STATED GOAL
Only the lines from the one with "the dark green" onward are wanted, through the last line of the entries, set down exactly.

[Start of ENTRIES SHOWN]

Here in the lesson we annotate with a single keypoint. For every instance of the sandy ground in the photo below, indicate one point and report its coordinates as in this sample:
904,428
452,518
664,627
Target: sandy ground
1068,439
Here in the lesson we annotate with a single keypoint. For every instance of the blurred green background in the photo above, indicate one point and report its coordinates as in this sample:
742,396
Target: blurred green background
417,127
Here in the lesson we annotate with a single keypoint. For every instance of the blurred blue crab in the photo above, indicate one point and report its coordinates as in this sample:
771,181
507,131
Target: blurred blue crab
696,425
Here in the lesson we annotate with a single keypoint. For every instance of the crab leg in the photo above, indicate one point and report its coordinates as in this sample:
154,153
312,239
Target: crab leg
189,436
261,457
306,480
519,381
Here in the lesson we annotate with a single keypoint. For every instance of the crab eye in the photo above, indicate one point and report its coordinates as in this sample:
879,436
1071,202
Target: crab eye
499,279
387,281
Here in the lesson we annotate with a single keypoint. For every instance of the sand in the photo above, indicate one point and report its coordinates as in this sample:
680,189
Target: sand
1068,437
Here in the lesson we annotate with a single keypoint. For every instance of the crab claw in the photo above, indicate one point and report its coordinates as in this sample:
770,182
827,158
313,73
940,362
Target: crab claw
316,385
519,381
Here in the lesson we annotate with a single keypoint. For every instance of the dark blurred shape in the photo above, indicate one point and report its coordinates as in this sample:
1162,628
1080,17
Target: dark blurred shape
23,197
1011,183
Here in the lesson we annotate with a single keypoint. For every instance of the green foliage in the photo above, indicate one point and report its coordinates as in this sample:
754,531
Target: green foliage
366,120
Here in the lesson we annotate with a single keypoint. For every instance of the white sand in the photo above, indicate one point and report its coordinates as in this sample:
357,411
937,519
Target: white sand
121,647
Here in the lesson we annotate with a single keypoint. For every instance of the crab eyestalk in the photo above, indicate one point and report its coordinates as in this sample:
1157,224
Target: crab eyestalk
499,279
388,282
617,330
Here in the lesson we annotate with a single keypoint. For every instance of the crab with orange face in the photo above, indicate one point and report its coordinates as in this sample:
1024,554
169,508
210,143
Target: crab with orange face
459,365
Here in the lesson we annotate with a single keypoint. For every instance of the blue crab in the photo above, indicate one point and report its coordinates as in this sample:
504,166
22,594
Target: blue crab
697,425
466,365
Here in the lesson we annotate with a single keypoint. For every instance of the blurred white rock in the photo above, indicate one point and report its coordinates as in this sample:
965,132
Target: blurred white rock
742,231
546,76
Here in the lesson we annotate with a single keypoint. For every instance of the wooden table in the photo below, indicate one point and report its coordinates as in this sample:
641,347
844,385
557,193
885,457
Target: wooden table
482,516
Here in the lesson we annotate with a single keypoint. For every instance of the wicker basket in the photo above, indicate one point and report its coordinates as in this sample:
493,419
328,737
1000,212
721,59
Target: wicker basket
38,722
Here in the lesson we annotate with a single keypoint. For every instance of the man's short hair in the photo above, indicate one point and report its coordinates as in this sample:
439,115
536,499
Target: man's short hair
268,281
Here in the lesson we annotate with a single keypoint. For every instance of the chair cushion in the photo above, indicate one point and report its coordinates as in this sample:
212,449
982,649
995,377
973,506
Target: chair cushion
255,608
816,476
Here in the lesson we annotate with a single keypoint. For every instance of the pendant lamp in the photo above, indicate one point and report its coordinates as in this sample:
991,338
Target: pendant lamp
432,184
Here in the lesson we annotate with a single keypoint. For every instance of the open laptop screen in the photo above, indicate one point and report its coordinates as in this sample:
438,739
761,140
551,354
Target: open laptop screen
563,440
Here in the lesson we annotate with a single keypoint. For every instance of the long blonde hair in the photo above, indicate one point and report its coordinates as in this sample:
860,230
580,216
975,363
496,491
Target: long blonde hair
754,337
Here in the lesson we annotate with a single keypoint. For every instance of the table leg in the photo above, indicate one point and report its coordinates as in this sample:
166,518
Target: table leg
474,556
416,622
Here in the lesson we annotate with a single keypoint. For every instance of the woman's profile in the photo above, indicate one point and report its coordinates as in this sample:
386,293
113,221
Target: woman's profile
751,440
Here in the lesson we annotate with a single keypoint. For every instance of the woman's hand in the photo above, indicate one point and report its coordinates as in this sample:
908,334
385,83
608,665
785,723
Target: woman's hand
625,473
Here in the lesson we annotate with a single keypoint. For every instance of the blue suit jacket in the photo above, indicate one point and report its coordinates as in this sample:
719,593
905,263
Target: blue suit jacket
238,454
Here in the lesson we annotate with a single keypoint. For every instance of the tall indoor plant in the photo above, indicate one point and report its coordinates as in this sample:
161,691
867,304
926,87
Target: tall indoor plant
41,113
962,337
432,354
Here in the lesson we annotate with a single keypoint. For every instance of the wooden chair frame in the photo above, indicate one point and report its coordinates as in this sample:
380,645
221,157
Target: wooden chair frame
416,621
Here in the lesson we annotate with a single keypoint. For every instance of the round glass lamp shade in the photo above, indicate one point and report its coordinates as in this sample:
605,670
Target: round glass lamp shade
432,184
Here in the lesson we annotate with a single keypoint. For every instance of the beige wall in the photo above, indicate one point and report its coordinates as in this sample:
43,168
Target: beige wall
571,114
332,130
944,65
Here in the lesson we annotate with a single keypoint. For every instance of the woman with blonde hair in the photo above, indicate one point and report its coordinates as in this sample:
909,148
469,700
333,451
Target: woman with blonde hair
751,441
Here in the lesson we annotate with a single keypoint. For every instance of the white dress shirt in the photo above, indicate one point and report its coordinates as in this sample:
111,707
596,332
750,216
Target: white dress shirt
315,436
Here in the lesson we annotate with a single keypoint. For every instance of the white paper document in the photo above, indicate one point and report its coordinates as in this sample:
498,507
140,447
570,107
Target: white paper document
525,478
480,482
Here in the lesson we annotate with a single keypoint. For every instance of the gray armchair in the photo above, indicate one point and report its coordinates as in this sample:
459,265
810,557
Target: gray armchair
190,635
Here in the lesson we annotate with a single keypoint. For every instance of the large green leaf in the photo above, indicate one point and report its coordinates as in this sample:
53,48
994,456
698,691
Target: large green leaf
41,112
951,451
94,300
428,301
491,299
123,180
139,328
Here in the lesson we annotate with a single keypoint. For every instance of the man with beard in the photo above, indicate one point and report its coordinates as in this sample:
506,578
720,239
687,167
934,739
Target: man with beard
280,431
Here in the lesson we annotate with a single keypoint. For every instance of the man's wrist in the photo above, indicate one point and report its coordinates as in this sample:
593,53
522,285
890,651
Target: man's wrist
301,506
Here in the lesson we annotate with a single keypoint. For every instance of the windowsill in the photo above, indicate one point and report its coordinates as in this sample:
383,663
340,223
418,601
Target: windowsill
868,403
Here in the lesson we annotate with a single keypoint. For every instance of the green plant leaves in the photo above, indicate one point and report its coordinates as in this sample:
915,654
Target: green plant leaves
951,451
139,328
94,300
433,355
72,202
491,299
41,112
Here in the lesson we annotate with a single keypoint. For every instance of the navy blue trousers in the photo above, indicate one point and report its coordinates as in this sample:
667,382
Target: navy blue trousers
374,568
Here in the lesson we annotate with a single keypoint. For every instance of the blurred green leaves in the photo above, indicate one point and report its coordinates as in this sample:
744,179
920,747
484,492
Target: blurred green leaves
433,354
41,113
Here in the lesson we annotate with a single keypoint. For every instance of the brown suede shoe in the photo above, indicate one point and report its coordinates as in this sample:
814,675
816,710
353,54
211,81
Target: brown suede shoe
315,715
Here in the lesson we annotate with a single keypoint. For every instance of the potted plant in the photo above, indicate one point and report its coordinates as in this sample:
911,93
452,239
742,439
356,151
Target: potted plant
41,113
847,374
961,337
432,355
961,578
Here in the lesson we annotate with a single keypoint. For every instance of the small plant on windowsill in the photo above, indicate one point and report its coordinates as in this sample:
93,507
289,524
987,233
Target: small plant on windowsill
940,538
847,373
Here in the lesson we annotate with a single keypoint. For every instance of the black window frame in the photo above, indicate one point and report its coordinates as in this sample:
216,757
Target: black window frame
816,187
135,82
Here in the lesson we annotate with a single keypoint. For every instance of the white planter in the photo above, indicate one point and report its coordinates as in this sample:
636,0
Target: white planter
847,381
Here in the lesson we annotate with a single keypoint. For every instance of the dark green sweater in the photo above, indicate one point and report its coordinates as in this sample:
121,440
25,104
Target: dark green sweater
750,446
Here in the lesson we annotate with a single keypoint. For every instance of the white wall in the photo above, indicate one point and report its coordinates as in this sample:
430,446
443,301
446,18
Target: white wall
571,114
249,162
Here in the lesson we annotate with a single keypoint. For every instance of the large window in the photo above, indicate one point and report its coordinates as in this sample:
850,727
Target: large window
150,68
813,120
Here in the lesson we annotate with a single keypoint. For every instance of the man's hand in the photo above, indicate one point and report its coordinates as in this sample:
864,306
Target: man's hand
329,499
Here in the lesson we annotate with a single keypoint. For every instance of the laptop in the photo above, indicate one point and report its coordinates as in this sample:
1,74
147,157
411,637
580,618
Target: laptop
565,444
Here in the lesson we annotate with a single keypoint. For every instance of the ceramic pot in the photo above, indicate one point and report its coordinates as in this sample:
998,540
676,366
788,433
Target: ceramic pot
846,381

[End of ENTRIES SHOWN]

RESPONSE
Here in the lesson we annotate with a single keypoint. For every instance of the dark green sweater in the photo above, indicate one point and report its coordinates as in this sample:
121,440
25,104
Target: dark green sweater
750,446
Here in the lesson we annotate with a single keypoint. For every instance of the white wall in the photo above, indicate one point and report its coordinates as in this sample:
430,446
443,301
446,18
Target: white wall
571,114
249,162
Here in the lesson we annotate with a single keypoint. For every instance of the large window in the photo above, indicate one point and report its coordinates as in this sample:
850,727
Target: large window
150,68
813,120
Here in the lesson we annotate with a single keypoint. For every instance of the man's hand in the photo above, indicate one point and report its coordinates as in this sample:
864,306
Target: man's hand
329,499
Here in the lesson we annotate with a single keypoint. For every instance of the laptop in the photo above, indicate one point and report its coordinates as in this sample:
1,74
147,157
411,637
580,618
Target: laptop
565,444
Here in the lesson we annotate with a single keypoint. For every instance of the ceramic pot in the photo above, indicate one point and report its coordinates as in this sample:
998,540
676,366
788,433
Target: ceramic pot
846,381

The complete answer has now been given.